### YOUR TASK
Only the lines below starting at the one containing "column 278, row 90" and ending at the one containing "column 122, row 148" belong in the answer, each copied exactly.

[DATA EXTRACTS]

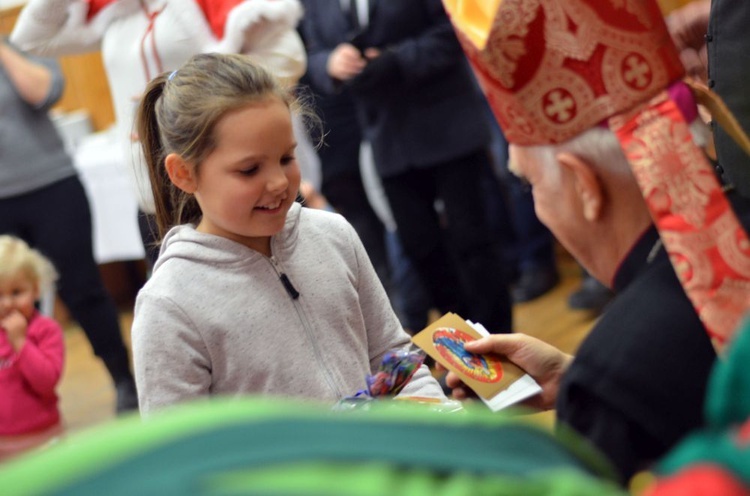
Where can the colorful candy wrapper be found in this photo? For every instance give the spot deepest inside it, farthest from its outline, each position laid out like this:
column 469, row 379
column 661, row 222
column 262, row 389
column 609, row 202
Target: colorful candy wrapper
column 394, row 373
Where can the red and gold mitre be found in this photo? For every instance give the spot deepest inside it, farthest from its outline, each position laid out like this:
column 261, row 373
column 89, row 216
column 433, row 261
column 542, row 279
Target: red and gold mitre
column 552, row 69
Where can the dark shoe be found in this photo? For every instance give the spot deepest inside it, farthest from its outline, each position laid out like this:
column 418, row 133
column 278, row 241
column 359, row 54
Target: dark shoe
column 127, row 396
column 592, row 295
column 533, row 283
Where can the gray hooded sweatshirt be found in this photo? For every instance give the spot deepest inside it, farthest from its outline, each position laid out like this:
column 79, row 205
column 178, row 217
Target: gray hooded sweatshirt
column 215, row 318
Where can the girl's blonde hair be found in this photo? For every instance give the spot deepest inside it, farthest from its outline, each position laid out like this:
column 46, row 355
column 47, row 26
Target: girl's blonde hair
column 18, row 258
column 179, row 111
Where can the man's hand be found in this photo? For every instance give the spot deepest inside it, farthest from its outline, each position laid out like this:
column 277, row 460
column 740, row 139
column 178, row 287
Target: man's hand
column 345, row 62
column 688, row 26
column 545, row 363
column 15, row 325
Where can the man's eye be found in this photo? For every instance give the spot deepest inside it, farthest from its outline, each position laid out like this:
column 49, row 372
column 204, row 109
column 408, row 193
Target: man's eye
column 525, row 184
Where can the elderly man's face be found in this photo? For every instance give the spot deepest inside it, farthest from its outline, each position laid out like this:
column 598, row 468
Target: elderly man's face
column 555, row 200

[/DATA EXTRACTS]
[DATA EXTRACTS]

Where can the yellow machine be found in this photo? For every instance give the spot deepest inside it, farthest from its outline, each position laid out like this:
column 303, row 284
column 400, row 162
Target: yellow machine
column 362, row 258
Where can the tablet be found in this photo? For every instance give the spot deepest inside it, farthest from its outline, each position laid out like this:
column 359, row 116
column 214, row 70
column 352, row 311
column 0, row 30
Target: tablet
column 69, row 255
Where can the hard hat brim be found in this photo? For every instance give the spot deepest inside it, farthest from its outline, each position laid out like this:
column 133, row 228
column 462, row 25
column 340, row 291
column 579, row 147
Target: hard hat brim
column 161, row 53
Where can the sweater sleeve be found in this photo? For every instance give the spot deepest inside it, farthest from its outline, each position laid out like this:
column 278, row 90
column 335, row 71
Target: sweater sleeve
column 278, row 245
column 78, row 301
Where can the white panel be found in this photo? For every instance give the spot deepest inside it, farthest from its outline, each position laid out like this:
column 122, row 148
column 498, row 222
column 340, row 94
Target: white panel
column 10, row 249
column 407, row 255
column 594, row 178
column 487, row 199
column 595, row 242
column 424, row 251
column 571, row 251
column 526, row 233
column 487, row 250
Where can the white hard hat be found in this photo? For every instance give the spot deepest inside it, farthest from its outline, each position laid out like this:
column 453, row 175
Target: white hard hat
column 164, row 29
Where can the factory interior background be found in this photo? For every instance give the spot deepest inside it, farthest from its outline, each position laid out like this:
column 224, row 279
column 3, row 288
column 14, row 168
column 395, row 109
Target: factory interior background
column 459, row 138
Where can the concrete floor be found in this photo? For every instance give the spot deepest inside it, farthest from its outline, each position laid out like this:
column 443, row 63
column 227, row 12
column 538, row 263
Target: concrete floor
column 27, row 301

[/DATA EXTRACTS]

### ANSWER TO THIS EXERCISE
column 278, row 90
column 335, row 71
Target: sweater sleeve
column 278, row 245
column 78, row 301
Where can the white panel be found in this photo? For every instance give the spot deepest inside it, farthest from its outline, each position laid out like this:
column 122, row 148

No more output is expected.